» **Reading text**:
Small animal models of cardiovascular disease: tools for the study of the roles of metabolic syndrome, dyslipidemia, and atherosclerosis.

INTRODUCTION

Cardiovascular disease, the leading cause of death in much of the modern world, is the common symptomatic end stage of a number of distinct diseases and, therefore, is multifactorial and polygenetic in character. The two major underlying causes are disorders of lipid metabolism and metabolic syndrome. The ability to develop preventative and ameliorative treatments will depend on animal models that mimic human disease processes. The focus of this review is to identify suitable animal models and insights into cardiovascular disease achieved to date using such models.

CRITERIA FOR ANIMAL MODELS

The ideal animal model of cardiovascular disease will mimic the human subject metabolically and pathophysiologically, will be large enough to permit physiological and metabolic studies, and will develop end-stage disease comparable to those in humans. Given the complex multifactorial nature of cardiovascular disease, no one species will be suitable for all studies.

» **Your assignment**:
Could you continue the review on small animal models of cardiovascular disease, starting right after its last sentence?

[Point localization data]
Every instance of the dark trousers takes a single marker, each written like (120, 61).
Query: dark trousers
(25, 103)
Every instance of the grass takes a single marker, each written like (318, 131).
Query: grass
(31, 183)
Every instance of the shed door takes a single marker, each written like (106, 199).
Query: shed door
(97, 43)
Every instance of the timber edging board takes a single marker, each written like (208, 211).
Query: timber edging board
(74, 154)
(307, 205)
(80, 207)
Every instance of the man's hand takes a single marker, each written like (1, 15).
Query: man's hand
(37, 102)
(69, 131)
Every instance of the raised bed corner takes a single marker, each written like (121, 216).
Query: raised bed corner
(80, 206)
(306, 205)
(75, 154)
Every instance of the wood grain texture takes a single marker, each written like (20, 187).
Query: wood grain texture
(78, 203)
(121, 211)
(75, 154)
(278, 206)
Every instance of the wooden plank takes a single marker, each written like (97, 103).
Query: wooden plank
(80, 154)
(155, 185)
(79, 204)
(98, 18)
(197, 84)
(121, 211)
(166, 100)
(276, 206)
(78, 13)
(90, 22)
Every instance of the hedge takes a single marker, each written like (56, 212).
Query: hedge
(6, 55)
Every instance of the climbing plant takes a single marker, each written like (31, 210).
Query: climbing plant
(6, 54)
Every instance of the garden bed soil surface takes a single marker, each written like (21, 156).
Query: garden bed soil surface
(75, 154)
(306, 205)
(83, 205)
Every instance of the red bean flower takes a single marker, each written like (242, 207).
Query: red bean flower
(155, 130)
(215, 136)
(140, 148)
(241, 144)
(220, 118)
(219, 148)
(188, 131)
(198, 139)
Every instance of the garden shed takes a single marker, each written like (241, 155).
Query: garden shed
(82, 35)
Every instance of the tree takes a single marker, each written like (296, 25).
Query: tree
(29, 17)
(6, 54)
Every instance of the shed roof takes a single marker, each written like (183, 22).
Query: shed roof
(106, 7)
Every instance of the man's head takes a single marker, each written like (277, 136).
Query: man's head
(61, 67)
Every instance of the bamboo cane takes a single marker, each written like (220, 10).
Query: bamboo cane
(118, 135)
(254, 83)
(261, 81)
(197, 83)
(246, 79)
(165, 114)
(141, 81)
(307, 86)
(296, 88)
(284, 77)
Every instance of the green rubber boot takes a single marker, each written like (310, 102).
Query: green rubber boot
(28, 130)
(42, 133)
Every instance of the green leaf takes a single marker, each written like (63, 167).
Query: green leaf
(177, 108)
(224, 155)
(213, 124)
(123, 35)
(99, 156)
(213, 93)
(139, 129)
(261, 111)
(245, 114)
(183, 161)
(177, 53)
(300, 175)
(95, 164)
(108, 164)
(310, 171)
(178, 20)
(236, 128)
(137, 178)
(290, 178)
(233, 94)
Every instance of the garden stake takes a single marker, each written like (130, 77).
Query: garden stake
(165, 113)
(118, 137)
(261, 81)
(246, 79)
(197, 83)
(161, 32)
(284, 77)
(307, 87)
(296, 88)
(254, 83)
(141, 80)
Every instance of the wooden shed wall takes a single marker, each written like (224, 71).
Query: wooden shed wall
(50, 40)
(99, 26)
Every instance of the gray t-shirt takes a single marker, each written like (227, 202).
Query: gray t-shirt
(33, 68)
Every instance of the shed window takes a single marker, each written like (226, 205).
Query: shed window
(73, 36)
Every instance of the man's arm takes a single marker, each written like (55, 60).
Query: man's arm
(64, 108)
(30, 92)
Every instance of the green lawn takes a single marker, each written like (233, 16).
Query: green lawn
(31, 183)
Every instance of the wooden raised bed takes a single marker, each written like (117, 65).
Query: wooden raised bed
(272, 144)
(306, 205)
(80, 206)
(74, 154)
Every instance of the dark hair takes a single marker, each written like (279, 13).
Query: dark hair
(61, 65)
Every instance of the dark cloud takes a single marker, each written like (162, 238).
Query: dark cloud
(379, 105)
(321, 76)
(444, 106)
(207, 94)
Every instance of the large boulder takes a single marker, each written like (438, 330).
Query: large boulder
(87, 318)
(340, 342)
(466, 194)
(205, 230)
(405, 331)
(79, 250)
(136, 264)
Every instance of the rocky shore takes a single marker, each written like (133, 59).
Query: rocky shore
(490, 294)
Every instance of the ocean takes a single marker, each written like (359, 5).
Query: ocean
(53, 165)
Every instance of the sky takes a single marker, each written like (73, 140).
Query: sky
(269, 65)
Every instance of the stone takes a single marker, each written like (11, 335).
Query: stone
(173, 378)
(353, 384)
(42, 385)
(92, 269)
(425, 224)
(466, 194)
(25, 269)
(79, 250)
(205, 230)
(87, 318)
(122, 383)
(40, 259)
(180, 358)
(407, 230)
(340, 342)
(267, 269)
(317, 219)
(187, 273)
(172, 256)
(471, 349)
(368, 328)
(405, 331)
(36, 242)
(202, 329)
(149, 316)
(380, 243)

» **Solved exercise**:
AVAILABLE MODELS

Potential larger animal models are problematic due to cost, ethical considerations, or poor pathophysiological comparability to humans. Rabbits require high-cholesterol diets to develop cardiovascular disease, and there are no rabbit models of metabolic syndrome. Spontaneous mutations in rats provide several complementary models of obesity, hyperlipidemia, insulin resistance, and type 2 diabetes, one of which spontaneously develops cardiovascular disease and ischemic lesions. The mouse, like normal rats, is characteristically resistant to cardiovascular disease, although genetically altered strains respond to cholesterol feeding with atherosclerosis, but not with end-stage ischemic lesions.

CONCLUSIONS

The most useful and valid species/strains for the study of cardiovascular disease appear to be small rodents, rats, and mice. This fragmented field would benefit from a consensus on well-characterized appropriate models for the study of different aspects of cardiovascular disease and a renewed emphasis on the biology of underlying diseases.